◆ Problem details
Edit the part that opens with the row containing "Above is an image. Study it and locate small" and closes with the row containing "Above is an image. Study it and locate red sand" by replacing "pale desert floor" with "pale sandy ground", leaving everything else unchanged. Return only those rows.

◆ Supplied entries

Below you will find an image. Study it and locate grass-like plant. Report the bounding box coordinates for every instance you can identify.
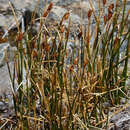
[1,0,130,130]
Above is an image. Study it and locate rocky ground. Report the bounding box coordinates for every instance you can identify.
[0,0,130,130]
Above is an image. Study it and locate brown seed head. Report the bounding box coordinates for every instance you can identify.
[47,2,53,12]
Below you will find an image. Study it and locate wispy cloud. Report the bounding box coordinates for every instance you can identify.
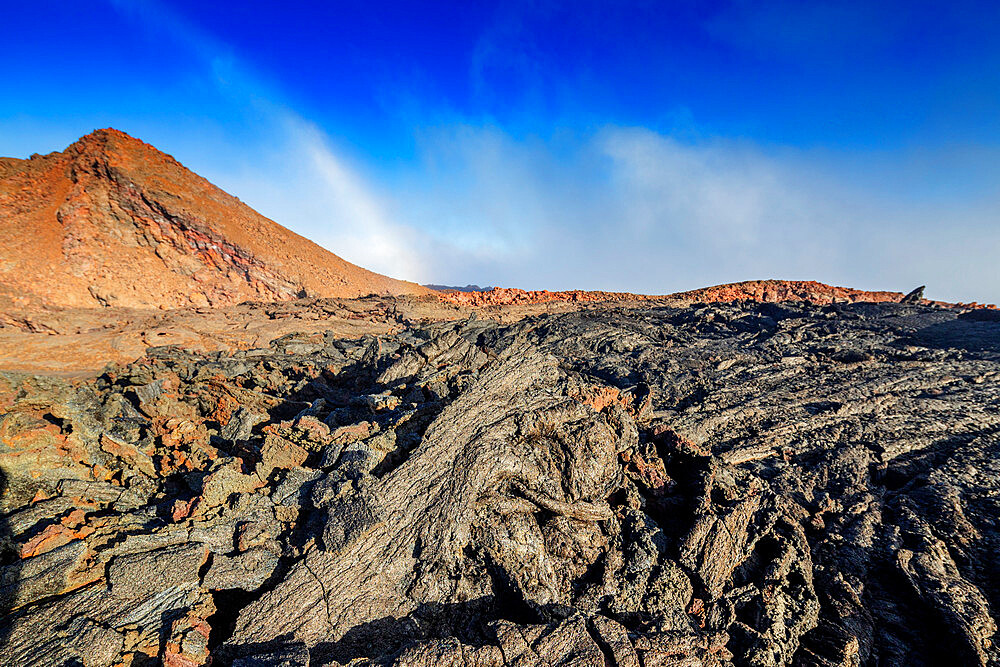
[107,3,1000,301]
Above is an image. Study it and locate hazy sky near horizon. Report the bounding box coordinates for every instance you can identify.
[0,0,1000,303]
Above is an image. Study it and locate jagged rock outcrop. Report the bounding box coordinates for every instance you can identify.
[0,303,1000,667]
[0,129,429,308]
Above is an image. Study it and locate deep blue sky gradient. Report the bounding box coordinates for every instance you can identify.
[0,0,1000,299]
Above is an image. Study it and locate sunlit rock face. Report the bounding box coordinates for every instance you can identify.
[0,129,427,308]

* * *

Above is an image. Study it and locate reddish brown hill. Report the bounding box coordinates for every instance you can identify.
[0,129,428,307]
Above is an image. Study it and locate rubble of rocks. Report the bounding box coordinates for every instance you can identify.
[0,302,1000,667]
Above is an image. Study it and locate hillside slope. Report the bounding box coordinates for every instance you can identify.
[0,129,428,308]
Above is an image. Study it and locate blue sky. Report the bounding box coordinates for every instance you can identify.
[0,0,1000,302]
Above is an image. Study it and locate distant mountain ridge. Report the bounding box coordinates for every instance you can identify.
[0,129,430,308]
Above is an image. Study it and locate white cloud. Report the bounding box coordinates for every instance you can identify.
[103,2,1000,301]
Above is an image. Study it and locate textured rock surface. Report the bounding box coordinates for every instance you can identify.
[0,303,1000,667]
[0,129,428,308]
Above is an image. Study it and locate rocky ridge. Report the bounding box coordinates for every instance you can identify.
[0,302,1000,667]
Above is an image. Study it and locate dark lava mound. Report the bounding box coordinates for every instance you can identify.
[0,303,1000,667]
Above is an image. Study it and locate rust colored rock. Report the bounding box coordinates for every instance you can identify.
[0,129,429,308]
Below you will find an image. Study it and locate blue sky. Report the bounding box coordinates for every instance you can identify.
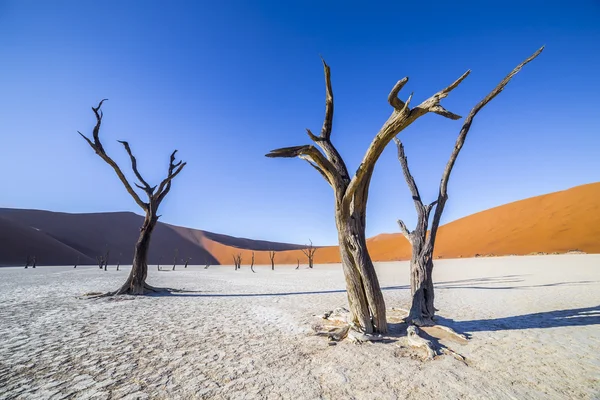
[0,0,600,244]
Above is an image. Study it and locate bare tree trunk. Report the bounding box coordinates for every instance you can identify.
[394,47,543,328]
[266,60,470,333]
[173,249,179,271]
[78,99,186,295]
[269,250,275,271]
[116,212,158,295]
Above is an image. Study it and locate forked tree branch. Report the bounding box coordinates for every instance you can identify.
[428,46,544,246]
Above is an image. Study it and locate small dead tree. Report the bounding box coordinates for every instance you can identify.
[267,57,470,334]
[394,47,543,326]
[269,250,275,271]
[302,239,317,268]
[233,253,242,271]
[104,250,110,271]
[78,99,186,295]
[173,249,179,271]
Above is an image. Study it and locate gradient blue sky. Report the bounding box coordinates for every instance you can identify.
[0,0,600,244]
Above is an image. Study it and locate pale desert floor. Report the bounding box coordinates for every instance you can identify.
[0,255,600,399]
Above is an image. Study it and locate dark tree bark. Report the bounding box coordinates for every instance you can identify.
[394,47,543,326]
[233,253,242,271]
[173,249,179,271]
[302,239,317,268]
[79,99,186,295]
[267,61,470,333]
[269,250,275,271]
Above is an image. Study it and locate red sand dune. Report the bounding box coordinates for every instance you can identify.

◆ Result
Above is an image. Study it and locate small dead tree. Report the bounding box coordinates for every instance you can identify.
[267,57,470,334]
[394,47,543,326]
[269,250,275,271]
[302,239,317,268]
[233,253,242,271]
[104,250,110,271]
[78,99,186,295]
[173,249,179,271]
Above is an image. Study it and locate gradient blue sky. Report the bounding box coordinates for every instance you can identify.
[0,0,600,244]
Above is an image. Study it and locate pale sandy ground. Report the bounding box coordinates for every instance you can identify.
[0,255,600,399]
Above is an image. Study it and locate dark tree bark. Report the bounding box coordinates for every instance you can identify.
[394,47,543,326]
[233,253,242,271]
[173,249,179,271]
[302,239,317,268]
[79,99,186,295]
[267,61,470,333]
[269,250,275,271]
Above is an image. Study it and locate red sand dune. Report the bounding box coordinates for every instance you can identify.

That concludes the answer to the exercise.